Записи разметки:

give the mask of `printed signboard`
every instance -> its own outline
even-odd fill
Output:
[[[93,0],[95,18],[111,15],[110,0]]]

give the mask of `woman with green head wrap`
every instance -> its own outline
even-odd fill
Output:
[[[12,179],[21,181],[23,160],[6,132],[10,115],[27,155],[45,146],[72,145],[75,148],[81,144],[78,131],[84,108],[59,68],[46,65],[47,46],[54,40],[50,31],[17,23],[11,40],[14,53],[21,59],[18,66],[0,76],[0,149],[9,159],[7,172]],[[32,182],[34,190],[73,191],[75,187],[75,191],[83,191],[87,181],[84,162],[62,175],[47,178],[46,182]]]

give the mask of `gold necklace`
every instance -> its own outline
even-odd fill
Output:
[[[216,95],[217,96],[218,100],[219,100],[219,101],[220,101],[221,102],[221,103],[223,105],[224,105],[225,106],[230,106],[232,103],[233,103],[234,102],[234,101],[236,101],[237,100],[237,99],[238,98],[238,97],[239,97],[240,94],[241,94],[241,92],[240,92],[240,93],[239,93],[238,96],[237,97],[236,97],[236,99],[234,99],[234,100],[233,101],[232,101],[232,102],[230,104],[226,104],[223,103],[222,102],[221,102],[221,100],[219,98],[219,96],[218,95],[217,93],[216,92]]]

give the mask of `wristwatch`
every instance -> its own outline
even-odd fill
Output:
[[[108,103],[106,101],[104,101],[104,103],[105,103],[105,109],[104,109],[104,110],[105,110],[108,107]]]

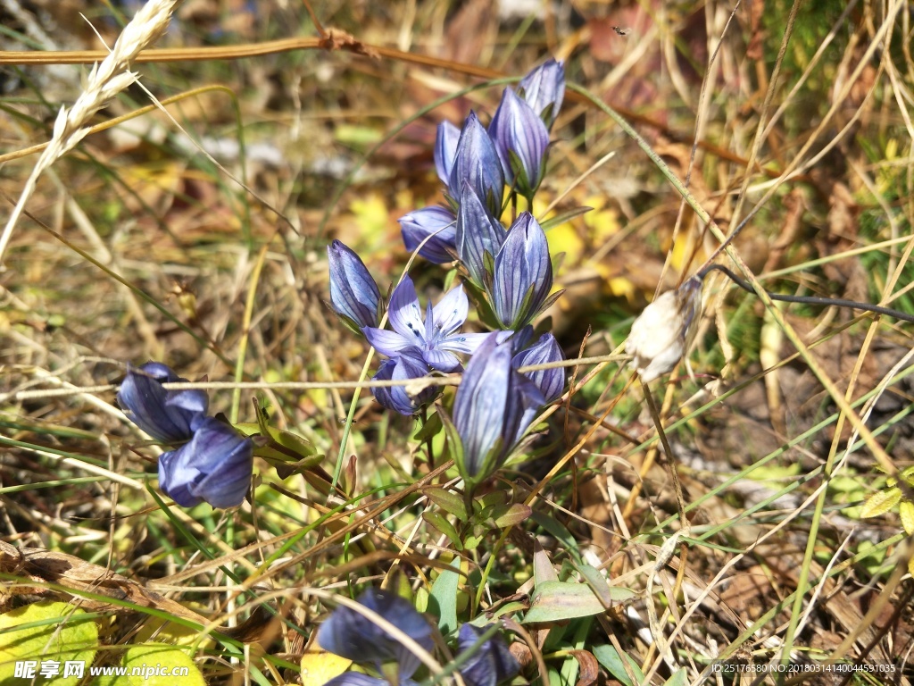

Формулировка задания: Замените «every instance» на «each instance» в строках от той, где есть «with green head», до последней строки включительно, больше ничего не меняя. Приведите только эти строки, без картинок.

Готовое упражнение:
give the mask of `woman with green head wrap`
each instance -> its own outline
even-odd fill
Output:
[[[12,179],[21,181],[23,160],[6,132],[10,115],[27,155],[45,146],[72,145],[75,148],[81,144],[78,131],[84,108],[59,68],[46,65],[47,46],[54,40],[50,31],[17,23],[11,40],[14,53],[21,59],[18,66],[0,76],[0,149],[9,159],[7,172]],[[32,182],[34,190],[73,191],[75,187],[75,191],[83,191],[87,181],[84,162],[62,175],[47,178],[46,182]]]

give the mask of `gold necklace`
each instance -> its own outline
even-odd fill
Output:
[[[216,95],[217,96],[218,100],[219,100],[219,101],[220,101],[221,102],[221,103],[223,105],[224,105],[225,106],[230,106],[232,103],[233,103],[234,102],[234,101],[236,101],[237,100],[237,99],[238,98],[238,97],[239,97],[240,94],[241,94],[241,92],[240,92],[240,93],[239,93],[238,96],[237,97],[236,97],[236,99],[234,99],[234,100],[233,101],[232,101],[232,102],[230,104],[226,104],[223,103],[222,102],[221,102],[221,100],[219,98],[219,96],[218,95],[217,93],[216,92]]]

give the mask of `wristwatch`
each instance -> its own outline
even-odd fill
Output:
[[[108,103],[106,101],[104,101],[104,103],[105,103],[105,109],[104,109],[104,110],[105,110],[108,107]]]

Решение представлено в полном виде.